» Goal
Turn every one of the items below into a row of a two-column CSV with the header text,answer, holding the item's text and its answer. Wrap each field in double quotes and replace any line breaks within a field with spaces.

Pointing dataset records:
□ □ □ □

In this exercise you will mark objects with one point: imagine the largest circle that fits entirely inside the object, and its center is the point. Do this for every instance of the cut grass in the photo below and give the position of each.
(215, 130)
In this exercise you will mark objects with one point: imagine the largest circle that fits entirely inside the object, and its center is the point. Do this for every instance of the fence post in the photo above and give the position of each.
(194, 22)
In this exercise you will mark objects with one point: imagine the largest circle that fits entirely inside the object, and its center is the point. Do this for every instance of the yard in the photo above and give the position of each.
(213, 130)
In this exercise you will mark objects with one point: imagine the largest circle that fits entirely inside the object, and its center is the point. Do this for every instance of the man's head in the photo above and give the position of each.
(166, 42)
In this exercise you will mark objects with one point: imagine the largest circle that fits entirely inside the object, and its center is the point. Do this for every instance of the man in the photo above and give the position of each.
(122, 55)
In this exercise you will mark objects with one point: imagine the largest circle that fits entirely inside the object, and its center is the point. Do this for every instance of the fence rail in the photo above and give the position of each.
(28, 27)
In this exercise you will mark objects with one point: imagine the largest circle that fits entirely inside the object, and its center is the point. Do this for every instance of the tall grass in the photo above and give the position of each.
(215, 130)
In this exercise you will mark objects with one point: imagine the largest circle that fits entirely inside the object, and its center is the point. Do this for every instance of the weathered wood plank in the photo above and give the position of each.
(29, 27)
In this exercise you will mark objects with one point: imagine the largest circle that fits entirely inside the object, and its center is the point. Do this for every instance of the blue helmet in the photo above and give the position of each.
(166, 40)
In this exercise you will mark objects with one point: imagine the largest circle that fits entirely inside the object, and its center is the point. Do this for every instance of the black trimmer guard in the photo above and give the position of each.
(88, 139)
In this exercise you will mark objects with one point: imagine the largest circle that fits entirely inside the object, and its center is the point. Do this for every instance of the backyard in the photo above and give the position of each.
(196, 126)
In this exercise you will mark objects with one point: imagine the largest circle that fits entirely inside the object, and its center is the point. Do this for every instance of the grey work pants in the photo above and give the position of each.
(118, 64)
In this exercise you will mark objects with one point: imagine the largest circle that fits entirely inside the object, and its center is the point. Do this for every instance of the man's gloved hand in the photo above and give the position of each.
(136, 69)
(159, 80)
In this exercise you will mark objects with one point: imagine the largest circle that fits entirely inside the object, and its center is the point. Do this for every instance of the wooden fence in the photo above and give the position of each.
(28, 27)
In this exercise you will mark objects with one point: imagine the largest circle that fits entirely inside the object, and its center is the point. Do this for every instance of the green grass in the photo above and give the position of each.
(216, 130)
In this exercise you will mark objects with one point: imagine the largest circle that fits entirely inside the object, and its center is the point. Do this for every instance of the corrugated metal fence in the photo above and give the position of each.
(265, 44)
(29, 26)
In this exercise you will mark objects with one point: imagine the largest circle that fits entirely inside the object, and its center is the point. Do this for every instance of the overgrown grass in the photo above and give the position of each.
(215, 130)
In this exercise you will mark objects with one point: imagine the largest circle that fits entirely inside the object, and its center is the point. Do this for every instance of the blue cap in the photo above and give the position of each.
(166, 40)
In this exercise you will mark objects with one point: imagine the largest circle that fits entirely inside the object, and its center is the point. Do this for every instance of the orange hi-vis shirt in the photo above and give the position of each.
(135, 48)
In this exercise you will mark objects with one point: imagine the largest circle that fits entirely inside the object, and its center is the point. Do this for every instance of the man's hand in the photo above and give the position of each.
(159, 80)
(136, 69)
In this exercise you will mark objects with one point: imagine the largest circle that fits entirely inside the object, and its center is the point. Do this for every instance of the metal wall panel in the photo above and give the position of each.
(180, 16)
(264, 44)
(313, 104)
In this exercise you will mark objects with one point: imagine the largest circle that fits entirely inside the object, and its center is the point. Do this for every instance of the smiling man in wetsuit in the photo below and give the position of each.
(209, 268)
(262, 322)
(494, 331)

□ □ □ □

» Exercise result
text,answer
"In this exercise you will mark objects with one point: imagine the largest circle that fits entirely inside the object, and its center is the point. Do this for every instance of the cut grass in the photo below and give the position of each.","(215, 130)"
"In this exercise you will mark objects with one point: imagine the largest circle that fits entirely inside the object, and its center is the point. Do this for every instance of the fence post in the photo above and give the position of each.","(194, 22)"
"In this exercise you will mark objects with one point: imagine the largest circle that fits entirely inside the object, and its center is the point. Do this for every instance of the yard in the photo above and give the position of each.","(213, 130)"
"In this exercise you will mark objects with one point: imagine the largest circle that fits entirely inside the object, and its center is the point. Do this for every instance of the man's head in the photo above and give the position of each.","(166, 42)"
"In this exercise you will mark objects with one point: imagine the largest circle that fits entirely inside the object, and its center is the point. Do this for every instance of the man in the photo above and give the position of each.","(122, 55)"
"In this exercise you will mark objects with one point: imagine the largest circle that fits entirely inside the object, and its center is the point. Do this for every instance of the fence rail in the photo above and give the position of each.","(28, 27)"
"In this exercise you will mark objects with one point: imagine the largest circle that fits entirely inside the object, and its center is the point. Do this for every instance of the tall grass in the photo above and give the position of each.","(215, 130)"
"In this exercise you will mark objects with one point: imagine the largest circle that fits entirely inside the object, and its center is the point. Do this for every instance of the weathered wood plank in the photo above and give the position of each.","(29, 27)"
"In this exercise you will mark objects with one point: imagine the largest circle that fits entirely inside the object, and its center is the point. Do this for every instance of the blue helmet in the photo above and give the position of each.","(166, 40)"
"In this exercise you will mark objects with one point: imagine the largest circle that fits entirely inside the object, and its center is the point. Do this for every instance of the black trimmer guard in the photo above and give the position of each.","(88, 139)"
"In this exercise you will mark objects with one point: imagine the largest circle that fits entirely inside the object, and its center is the point. Do this for every instance of the backyard in the photo above and give the position of each.","(196, 126)"
"In this exercise you will mark objects with one point: imagine the largest circle that fits entirely inside the object, and its center is the point. Do this for every instance of the grey work pants in the photo above and give the position of each.","(118, 64)"
"In this exercise you will mark objects with one point: imagine the largest circle that fits entirely inside the object, and its center is the point. Do this for every instance of the man's gloved hand in the photo above and give the position of each.","(136, 69) (159, 80)"
"In this exercise you will mark objects with one point: imagine the largest circle that fits entirely inside the object, and its center is the point. Do this for every instance of the wooden fence in the photo above and give the position of each.","(28, 27)"
"In this exercise you will mark objects with one point: imagine the largest circle that fits entirely inside the object, and its center is the point. Do this for every instance of the green grass in the photo above and give the position of each.","(216, 130)"
"In this exercise you will mark objects with one point: imagine the largest circle that fits entirely inside the object, and its center is the point. Do this for every instance of the corrugated metal fence in the photo above and give the position of each.","(265, 44) (29, 26)"
"In this exercise you will mark objects with one point: imagine the largest circle that fits entirely inside the object, and its center is the point. Do this for every instance of the overgrown grass in the photo above and give the position of each.","(215, 130)"
"In this exercise you will mark objects with one point: imagine the largest circle that fits entirely inside the object, and its center is the point. Do this for every instance of the blue cap in the photo above and give the position of each.","(166, 40)"
"In this exercise you will mark objects with one point: imagine the largest circle that fits entirely inside the object, and its center is the point. Do this for every instance of the orange hi-vis shirt in the photo above and give the position of each.","(135, 48)"
"In this exercise you will mark objects with one point: imagine the largest circle that fits entirely inside the object, and its center is the point. Do this for every instance of the man's hand in the photo above and give the position of each.","(159, 80) (136, 69)"
"In this exercise you will mark objects with one point: imagine the largest circle that fits entirely inside the object, and its center is the point. Do this for every instance of the metal wall panel in the photo above and give the position of each.","(180, 16) (264, 44) (313, 104)"
"In this exercise you will mark objects with one point: imagine the largest circle that fits entirely inside the object, and its center is the point. Do this for every instance of the smiling man in wetsuit in the photo below and give the position of each.","(209, 268) (262, 322) (494, 331)"